### Recorded data
================
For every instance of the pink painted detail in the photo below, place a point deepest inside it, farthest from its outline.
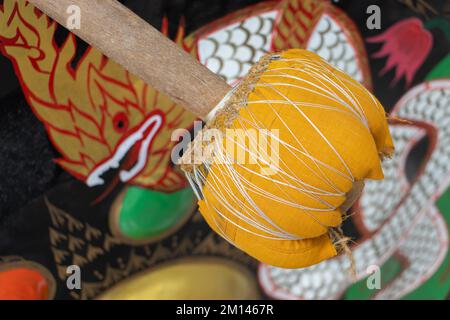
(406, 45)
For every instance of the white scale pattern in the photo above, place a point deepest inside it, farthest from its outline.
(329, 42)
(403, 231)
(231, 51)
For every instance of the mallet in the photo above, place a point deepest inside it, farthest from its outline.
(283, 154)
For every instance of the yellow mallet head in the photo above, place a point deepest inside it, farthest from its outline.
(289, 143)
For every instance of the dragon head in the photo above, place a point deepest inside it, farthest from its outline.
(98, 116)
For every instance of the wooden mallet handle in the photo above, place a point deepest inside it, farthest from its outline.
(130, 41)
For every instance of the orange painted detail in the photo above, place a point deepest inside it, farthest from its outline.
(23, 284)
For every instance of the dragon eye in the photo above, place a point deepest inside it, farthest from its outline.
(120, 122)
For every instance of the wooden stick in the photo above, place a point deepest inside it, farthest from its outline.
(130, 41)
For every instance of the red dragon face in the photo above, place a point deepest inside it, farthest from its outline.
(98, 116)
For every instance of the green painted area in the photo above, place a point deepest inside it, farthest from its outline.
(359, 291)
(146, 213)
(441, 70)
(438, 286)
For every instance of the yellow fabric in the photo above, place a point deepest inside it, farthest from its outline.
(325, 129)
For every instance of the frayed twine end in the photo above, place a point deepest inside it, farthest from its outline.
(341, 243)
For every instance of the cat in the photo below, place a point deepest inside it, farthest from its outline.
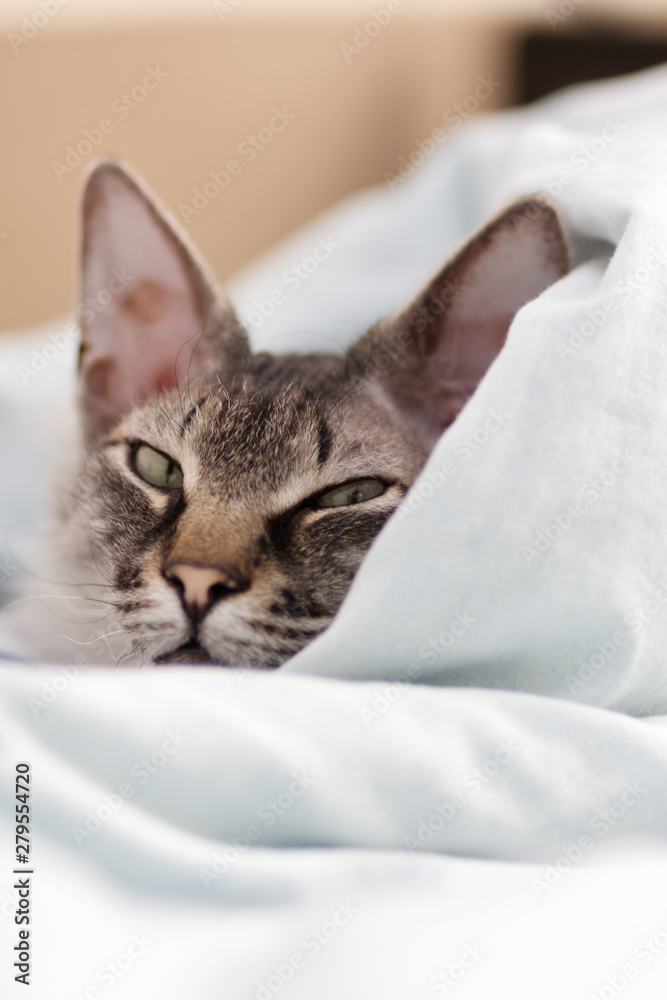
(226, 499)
================
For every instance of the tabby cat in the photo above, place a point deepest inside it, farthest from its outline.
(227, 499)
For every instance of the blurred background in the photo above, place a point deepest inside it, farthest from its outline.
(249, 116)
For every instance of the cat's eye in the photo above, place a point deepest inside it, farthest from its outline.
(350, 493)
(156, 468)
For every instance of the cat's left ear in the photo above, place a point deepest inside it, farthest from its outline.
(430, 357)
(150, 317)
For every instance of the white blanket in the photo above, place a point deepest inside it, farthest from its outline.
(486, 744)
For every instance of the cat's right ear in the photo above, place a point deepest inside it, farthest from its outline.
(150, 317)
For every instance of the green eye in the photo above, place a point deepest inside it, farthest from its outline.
================
### EXERCISE GOAL
Rewrite the part of the records that begins with the line containing "For every instance of the white blanket" and ends with the line containing "For every instance of the green eye", including both of those lines and the requests between them. Offset every coordinate in the answers by adding 47 to each number.

### RESULT OF THIS EXERCISE
For every instance of the white blanket in the photo above, place a point deepest inside it, farthest from its outline.
(533, 791)
For every instance of the cat's right ear in the photo above, place a point deepest inside it, farthest from its outline.
(197, 364)
For every instance of the green eye in the photo above, place a point deepest inside it, farthest from its outline.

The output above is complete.